» Collected data
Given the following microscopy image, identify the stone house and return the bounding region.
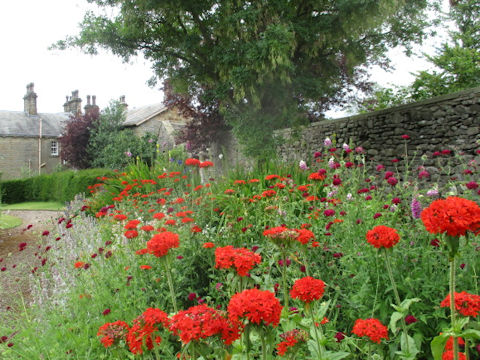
[120,96,187,150]
[0,83,186,180]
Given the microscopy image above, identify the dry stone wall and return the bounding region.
[277,87,480,180]
[209,87,480,182]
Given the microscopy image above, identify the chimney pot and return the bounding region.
[23,83,37,115]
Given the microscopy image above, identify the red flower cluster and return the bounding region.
[290,276,325,304]
[440,291,480,317]
[366,225,400,249]
[263,226,315,245]
[215,245,262,276]
[421,196,480,237]
[228,288,282,326]
[442,350,467,360]
[352,319,388,344]
[277,329,308,356]
[295,229,315,245]
[147,231,180,257]
[169,304,240,345]
[185,158,200,166]
[97,320,130,348]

» THE PROBLEM
Reproduce all of the data above with "microscopy image" replaced by "photograph" and everything else unchanged. Leave out the pictures.

» SOLUTION TO THIS EXERCISE
Given the following photograph, identify the stone house and return the bounding region.
[120,96,187,150]
[0,83,186,180]
Given the photograph above, identify the dry stone wall and return the bounding region.
[277,87,480,180]
[209,87,480,182]
Given the photograph above, identify the chimney pot and return the bounding region.
[23,83,37,115]
Given the photograph above, identify the red flower cluster and return the bounding region.
[290,276,325,304]
[440,291,480,317]
[366,225,400,249]
[263,226,315,245]
[215,245,262,276]
[421,196,480,237]
[228,288,282,326]
[442,350,467,360]
[352,319,388,344]
[277,329,308,356]
[295,229,315,245]
[147,231,180,257]
[169,304,240,345]
[185,158,200,166]
[97,320,130,348]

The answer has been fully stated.